#### [TASK GOAL]
Set down the material in full. Keep every line exactly as it is.
━━━━━ RECORDS TO USE ━━━━━
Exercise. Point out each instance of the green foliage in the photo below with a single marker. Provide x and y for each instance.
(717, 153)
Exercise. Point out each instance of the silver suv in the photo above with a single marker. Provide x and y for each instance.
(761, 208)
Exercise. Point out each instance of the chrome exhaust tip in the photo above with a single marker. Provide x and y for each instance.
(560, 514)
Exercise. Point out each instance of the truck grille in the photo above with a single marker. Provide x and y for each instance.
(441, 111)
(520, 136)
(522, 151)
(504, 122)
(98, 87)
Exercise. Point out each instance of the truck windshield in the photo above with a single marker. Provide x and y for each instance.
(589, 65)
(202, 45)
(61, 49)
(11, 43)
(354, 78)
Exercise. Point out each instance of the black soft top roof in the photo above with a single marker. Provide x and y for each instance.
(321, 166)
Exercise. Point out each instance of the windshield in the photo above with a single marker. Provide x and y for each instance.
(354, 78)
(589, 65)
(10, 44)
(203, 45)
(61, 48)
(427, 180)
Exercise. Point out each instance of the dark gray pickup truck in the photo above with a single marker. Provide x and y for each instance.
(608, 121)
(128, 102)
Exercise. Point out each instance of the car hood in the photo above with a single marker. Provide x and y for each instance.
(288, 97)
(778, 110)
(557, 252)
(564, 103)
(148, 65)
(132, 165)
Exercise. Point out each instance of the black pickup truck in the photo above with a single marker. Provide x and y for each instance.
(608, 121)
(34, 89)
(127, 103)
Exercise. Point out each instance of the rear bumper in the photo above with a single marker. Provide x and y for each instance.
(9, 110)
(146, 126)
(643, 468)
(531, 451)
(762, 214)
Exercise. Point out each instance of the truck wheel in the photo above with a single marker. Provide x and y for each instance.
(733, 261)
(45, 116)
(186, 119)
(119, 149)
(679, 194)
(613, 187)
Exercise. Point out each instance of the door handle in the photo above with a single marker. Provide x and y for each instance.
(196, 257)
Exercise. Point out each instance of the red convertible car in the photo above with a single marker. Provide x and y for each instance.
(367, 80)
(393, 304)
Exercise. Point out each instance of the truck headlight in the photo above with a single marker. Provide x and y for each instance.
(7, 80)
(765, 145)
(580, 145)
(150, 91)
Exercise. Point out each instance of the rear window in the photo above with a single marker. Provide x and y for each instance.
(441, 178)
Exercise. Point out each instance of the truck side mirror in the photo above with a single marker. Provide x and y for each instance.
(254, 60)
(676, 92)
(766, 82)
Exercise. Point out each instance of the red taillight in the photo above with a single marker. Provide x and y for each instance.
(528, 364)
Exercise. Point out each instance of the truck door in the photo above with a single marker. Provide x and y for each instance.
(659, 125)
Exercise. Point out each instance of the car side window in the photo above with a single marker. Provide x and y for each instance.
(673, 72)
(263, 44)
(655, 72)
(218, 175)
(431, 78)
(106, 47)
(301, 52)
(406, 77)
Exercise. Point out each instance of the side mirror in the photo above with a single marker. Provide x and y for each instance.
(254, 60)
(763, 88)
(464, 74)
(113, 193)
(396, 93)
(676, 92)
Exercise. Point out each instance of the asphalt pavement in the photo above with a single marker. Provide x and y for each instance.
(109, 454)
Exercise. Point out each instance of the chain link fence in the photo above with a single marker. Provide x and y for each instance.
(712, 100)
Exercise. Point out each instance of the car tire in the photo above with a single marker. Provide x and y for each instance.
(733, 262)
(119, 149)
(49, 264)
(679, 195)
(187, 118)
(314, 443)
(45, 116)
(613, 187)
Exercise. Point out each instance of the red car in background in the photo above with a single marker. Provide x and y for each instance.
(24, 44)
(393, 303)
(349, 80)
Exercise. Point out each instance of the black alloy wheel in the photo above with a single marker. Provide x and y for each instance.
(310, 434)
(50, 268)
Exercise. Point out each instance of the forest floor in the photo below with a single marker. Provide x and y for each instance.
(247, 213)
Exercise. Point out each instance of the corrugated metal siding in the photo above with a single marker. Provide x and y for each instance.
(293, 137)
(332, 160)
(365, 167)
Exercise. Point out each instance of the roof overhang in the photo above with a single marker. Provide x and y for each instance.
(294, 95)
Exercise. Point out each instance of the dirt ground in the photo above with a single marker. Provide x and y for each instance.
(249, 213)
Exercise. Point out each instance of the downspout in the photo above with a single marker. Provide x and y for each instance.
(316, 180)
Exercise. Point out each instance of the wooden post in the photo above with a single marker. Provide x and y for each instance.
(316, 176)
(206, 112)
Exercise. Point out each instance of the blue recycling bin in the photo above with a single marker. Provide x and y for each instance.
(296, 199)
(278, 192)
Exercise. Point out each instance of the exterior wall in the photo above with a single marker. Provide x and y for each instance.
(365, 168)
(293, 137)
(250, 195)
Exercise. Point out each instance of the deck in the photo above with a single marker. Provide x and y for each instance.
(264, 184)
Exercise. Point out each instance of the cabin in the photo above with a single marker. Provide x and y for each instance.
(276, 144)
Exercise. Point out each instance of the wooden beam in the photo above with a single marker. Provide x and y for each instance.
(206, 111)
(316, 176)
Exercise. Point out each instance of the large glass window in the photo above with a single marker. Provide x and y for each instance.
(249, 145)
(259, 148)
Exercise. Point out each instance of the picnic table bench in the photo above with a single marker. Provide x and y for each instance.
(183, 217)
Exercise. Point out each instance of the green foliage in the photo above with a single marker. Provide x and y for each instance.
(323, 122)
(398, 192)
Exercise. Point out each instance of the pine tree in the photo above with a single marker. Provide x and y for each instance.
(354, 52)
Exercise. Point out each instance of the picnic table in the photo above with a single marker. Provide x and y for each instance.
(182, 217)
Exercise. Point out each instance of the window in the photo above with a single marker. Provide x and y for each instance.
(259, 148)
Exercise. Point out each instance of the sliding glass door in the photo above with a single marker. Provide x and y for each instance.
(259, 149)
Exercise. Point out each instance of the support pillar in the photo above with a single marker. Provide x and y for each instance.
━━━━━
#### [RESULT]
Exercise. Point out each instance of the green foliage in the photo below with a single marker. Provide x and y for each instance.
(717, 153)
Exercise. Point out each instance of the silver suv in the photo above with a single marker. Provide x and y for each instance.
(761, 208)
Exercise. Point out each instance of the chrome exhaust tip in the photo above with a single marker. Provide x and y for each instance.
(560, 514)
Exercise. Point out each instance of the truck grille in the photo above with a single marker. Provide x and y for each instance.
(441, 111)
(520, 136)
(522, 151)
(504, 122)
(98, 87)
Exercise. Point out each instance of the truck windshield in the photo above with a single marker. Provide x and y for each instance.
(589, 65)
(202, 45)
(61, 49)
(11, 43)
(354, 78)
Exercise. Point out each instance of the black soft top roof in the photo above with a single marker. Provide x and y for each instance.
(321, 166)
Exercise. Point out each instance of the windshield in the photo above with a single marker. Provide x and y for each instance.
(354, 78)
(589, 65)
(10, 44)
(203, 45)
(61, 48)
(427, 180)
Exercise. Point out each instance of the dark gray pickup truck in the photo above with a single marker. Provide x and y for each instance.
(608, 121)
(128, 102)
Exercise. Point out each instance of the car hood in the photo above with a single marker. Provide x and y for each instance.
(288, 97)
(778, 110)
(557, 252)
(564, 103)
(148, 65)
(132, 165)
Exercise. Point out each instance of the black pickup truck in the photo above with a single marker. Provide x and y for each instance.
(608, 121)
(34, 89)
(127, 103)
Exercise. Point out each instance of the rear bumper in the photo above with a single marker. Provide x and y for each instance.
(9, 110)
(146, 126)
(643, 468)
(531, 451)
(762, 214)
Exercise. Point out each instance of the truck wheel in the photo above with a single marker. Provide x and y for each instance.
(733, 261)
(45, 116)
(186, 119)
(119, 149)
(679, 194)
(613, 187)
Exercise. Point out each instance of the door handle in the photo above with a single marker. Provide x and y for each instance.
(196, 257)
Exercise. Point out each instance of the red convertible car in the photo above with a single marker. Provide x and y for each instance.
(367, 80)
(393, 304)
Exercise. Point out each instance of the truck headlight in the photo above with a single marker. Provide x and y for each instance.
(7, 80)
(765, 145)
(580, 145)
(150, 91)
Exercise. Point out each instance of the rear window in the photo above with a single marker. Provide x and y for each instance.
(441, 178)
Exercise. Point out each instance of the truck side mirror in the photo above with a single marker. Provide x and y for each instance.
(254, 60)
(676, 92)
(766, 82)
Exercise. Point out each instance of the red taillight in the photo above with a single marker. Provide x and y for each instance.
(528, 364)
Exercise. Point out each instance of the truck door in the photo above with a single marker. Provide x and y for each instance.
(659, 125)
Exercise. Point out each instance of the car side window in the photo above with a single marker. Provide x and y for each instance.
(673, 72)
(263, 44)
(655, 72)
(218, 175)
(431, 78)
(106, 47)
(301, 52)
(406, 77)
Exercise. Point out each instance of the side mirror in the photo above with a single marker. Provide x and y for each instance.
(254, 60)
(763, 88)
(464, 74)
(113, 193)
(396, 93)
(676, 92)
Exercise. Point out each instance of the asphalt pavement in the photo above with a single marker. Provide x and y for each instance.
(109, 454)
Exercise. Point out each instance of the chain link fence in the photo above with a single marker. Provide x and y for each instance.
(712, 100)
Exercise. Point out each instance of the car tire in the photo above with a single marker. Provide x and y for each instance.
(733, 262)
(119, 149)
(49, 264)
(679, 195)
(187, 118)
(314, 443)
(45, 116)
(613, 187)
Exercise. Point out each instance of the red car in background in the photo above with a single marker. Provide x and y for each instance.
(24, 44)
(393, 303)
(349, 80)
Exercise. Point out each instance of the black alloy wheel in the photo above with a single marker. Provide x and y for each instance.
(310, 434)
(50, 268)
Exercise. Point out each instance of the forest floor in the photo below with a single marker. Provide x and y for each instance.
(247, 213)
Exercise. Point out each instance of the corrugated metal siding in the photo above with a single marker. Provide x and y for each instance.
(293, 137)
(332, 160)
(365, 167)
Exercise. Point out each instance of the roof overhang in the photo above with a single marker. Provide x and y for each instance.
(294, 95)
Exercise. Point out each instance of the dirt ground in the photo above with a single marker. Provide x and y for each instance.
(249, 213)
Exercise. Point out each instance of the downspout in the photo above with a single marker. Provide x and y for each instance.
(316, 180)
Exercise. Point out each instance of the wooden post in the photo above with a single marker. Provide x and y for each instance.
(316, 176)
(206, 112)
Exercise. Point out each instance of the blue recycling bin in the photo above with a single marker. Provide x and y for each instance.
(296, 199)
(278, 192)
Exercise. Point out each instance of the exterior wall in the photo above with a single marker. Provide x and y for each instance.
(365, 168)
(293, 137)
(250, 195)
Exercise. Point out each instance of the deck in the photo above with a single marker. Provide x and y for each instance.
(264, 184)
Exercise. Point out each instance of the cabin in the photo above with a single marker. Provide x and y for each instance.
(276, 144)
Exercise. Point out each instance of the wooden beam in the photo above with a single marker. Provide x and y for each instance.
(206, 111)
(316, 176)
Exercise. Point out each instance of the large glass window in the photo above with a single marker. Provide x and y for each instance.
(249, 145)
(259, 148)
Exercise. Point out each instance of the picnic table bench in the photo above with a single marker. Provide x and y for each instance.
(183, 217)
Exercise. Point out each instance of the green foliage in the photo above with a single marker. Provide x and y for each instance.
(323, 122)
(398, 192)
Exercise. Point out each instance of the pine tree in the photo above with a single marker. Provide x and y for each instance.
(354, 52)
Exercise. Point out each instance of the picnic table in the photo above with a single marker. Provide x and y for each instance.
(182, 217)
Exercise. Point out each instance of the window in the photo above with a single marker. Provide x and y for each instance.
(259, 148)
Exercise. Point out each instance of the sliding glass door in the photo above with a single marker. Provide x and y for each instance.
(259, 149)
Exercise. Point out each instance of the support pillar in the photo above with a single marker. Provide x and y for each instance.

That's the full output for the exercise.